YOUR OBJECTIVE: Return the complete listing without omission.

LISTED ENTRIES:

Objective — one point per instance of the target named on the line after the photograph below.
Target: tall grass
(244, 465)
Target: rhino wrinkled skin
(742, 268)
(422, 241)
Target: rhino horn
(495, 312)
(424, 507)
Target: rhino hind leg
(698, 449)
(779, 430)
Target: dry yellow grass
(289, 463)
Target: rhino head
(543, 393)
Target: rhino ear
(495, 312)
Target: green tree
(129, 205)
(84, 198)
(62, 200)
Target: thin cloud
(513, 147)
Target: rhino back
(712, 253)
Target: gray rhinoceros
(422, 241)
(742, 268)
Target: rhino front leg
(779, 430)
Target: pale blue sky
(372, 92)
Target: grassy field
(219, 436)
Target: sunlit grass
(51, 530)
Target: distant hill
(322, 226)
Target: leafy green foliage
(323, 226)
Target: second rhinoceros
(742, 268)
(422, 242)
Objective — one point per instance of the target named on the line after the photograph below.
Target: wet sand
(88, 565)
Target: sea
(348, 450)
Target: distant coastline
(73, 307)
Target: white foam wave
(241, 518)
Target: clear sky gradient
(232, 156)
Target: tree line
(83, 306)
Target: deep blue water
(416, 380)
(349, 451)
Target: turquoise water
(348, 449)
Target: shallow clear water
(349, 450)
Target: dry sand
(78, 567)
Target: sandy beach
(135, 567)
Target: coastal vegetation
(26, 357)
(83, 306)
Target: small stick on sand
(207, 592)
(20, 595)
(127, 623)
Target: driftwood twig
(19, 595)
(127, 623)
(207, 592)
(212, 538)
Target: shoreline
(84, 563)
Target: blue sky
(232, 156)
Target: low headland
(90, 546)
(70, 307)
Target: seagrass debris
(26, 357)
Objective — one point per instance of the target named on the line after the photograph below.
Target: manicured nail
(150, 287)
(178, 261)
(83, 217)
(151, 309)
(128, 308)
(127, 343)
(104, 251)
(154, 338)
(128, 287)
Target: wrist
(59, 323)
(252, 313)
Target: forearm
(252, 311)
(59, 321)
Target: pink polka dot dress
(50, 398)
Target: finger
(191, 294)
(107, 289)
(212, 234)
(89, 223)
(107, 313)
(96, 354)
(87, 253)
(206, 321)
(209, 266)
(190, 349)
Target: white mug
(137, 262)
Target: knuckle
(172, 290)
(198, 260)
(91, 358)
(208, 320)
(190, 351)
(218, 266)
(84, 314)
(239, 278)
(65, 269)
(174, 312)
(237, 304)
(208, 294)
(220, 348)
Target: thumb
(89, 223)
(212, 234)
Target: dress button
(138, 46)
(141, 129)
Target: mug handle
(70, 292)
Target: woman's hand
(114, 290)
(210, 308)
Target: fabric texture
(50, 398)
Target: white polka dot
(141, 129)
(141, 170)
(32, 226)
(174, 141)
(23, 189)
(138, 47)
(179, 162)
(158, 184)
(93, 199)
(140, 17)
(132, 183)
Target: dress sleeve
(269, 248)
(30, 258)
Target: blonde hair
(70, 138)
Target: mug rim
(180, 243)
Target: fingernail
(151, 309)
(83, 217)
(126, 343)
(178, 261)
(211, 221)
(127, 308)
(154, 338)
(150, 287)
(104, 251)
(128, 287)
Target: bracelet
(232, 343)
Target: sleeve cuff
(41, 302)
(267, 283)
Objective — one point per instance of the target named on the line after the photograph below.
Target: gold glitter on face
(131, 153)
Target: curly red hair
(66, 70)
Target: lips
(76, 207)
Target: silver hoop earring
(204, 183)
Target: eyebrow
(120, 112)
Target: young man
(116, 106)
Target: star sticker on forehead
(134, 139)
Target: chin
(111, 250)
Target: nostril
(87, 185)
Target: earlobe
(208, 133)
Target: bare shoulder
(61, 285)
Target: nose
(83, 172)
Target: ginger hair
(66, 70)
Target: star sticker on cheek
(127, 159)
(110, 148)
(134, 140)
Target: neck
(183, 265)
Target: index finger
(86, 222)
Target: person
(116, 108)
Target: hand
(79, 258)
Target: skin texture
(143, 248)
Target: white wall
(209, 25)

PROBLEM SOLUTION:
Objective — one point per instance of the target named on the line after the photograph below.
Target: tall grass
(244, 465)
Target: rhino wrinkled skin
(742, 268)
(422, 241)
Target: rhino horn
(495, 312)
(424, 507)
Target: rhino hind leg
(698, 449)
(779, 430)
Target: dry yellow grass
(289, 463)
Target: rhino head
(543, 393)
Target: rhino ear
(495, 312)
Target: green tree
(129, 205)
(84, 198)
(62, 200)
Target: thin cloud
(513, 147)
Target: rhino back
(712, 253)
Target: gray rhinoceros
(422, 241)
(742, 268)
Target: rhino front leg
(779, 430)
Target: pale blue sky
(372, 92)
Target: grassy field
(219, 436)
Target: sunlit grass
(51, 530)
Target: distant hill
(322, 226)
Target: leafy green foliage
(323, 226)
Target: second rhinoceros
(742, 268)
(422, 242)
Objective — one point per instance of the target named on the line after the photograph below.
Target: wet sand
(88, 565)
Target: sea
(348, 450)
Target: distant coastline
(73, 307)
Target: white foam wave
(241, 518)
Target: clear sky gradient
(232, 156)
Target: tree line
(83, 306)
Target: deep blue water
(416, 380)
(349, 451)
Target: turquoise water
(348, 449)
Target: shallow clear water
(349, 450)
Target: dry sand
(78, 567)
Target: sandy beach
(135, 567)
Target: coastal vegetation
(26, 357)
(83, 306)
Target: small stick on sand
(207, 592)
(20, 595)
(127, 623)
Target: driftwood twig
(19, 595)
(127, 623)
(207, 592)
(212, 538)
Target: shoreline
(84, 563)
Target: blue sky
(232, 156)
Target: low headland
(90, 546)
(70, 307)
Target: seagrass debris
(26, 357)
Objective — one point per instance of the target named on the line after the photograph below.
Target: manicured nail
(150, 287)
(178, 261)
(83, 217)
(151, 309)
(128, 308)
(127, 343)
(104, 251)
(154, 338)
(128, 287)
Target: wrist
(59, 323)
(252, 313)
Target: forearm
(252, 311)
(59, 321)
Target: pink polka dot dress
(50, 398)
Target: finger
(191, 294)
(107, 289)
(212, 234)
(89, 223)
(107, 313)
(96, 354)
(87, 253)
(206, 321)
(209, 266)
(190, 349)
Target: white mug
(137, 262)
Target: knuckle
(172, 290)
(198, 260)
(91, 358)
(208, 320)
(190, 351)
(218, 266)
(84, 314)
(239, 278)
(65, 269)
(174, 312)
(237, 304)
(208, 294)
(220, 348)
Target: thumb
(89, 223)
(212, 234)
Target: dress button
(138, 46)
(141, 129)
Target: mug handle
(70, 292)
Target: woman's hand
(114, 290)
(210, 308)
Target: fabric texture
(50, 398)
Target: white polka dot
(141, 129)
(141, 170)
(32, 226)
(174, 141)
(23, 189)
(138, 47)
(179, 162)
(158, 184)
(93, 199)
(140, 17)
(132, 183)
Target: dress sleeve
(269, 248)
(30, 258)
Target: blonde hair
(70, 138)
Target: mug rim
(180, 243)
Target: fingernail
(151, 309)
(83, 217)
(126, 343)
(178, 261)
(211, 221)
(127, 308)
(154, 338)
(150, 287)
(104, 251)
(128, 287)
Target: bracelet
(232, 343)
Target: sleeve cuff
(41, 302)
(267, 283)
Objective — one point per instance of the target named on the line after the photograph below.
Target: gold glitter on face
(131, 153)
Target: curly red hair
(66, 70)
Target: lips
(76, 207)
Target: silver hoop earring
(204, 183)
Target: eyebrow
(120, 112)
Target: young man
(116, 106)
Target: star sticker on forehead
(134, 139)
Target: chin
(111, 250)
Target: nostril
(87, 185)
Target: earlobe
(208, 133)
Target: bare shoulder
(61, 285)
Target: nose
(83, 172)
Target: ginger hair
(66, 70)
Target: star sticker on cheek
(127, 159)
(110, 148)
(134, 140)
Target: neck
(183, 265)
Target: index finger
(86, 222)
Target: person
(116, 108)
Target: hand
(79, 258)
Target: skin texture
(143, 248)
Target: white wall
(209, 25)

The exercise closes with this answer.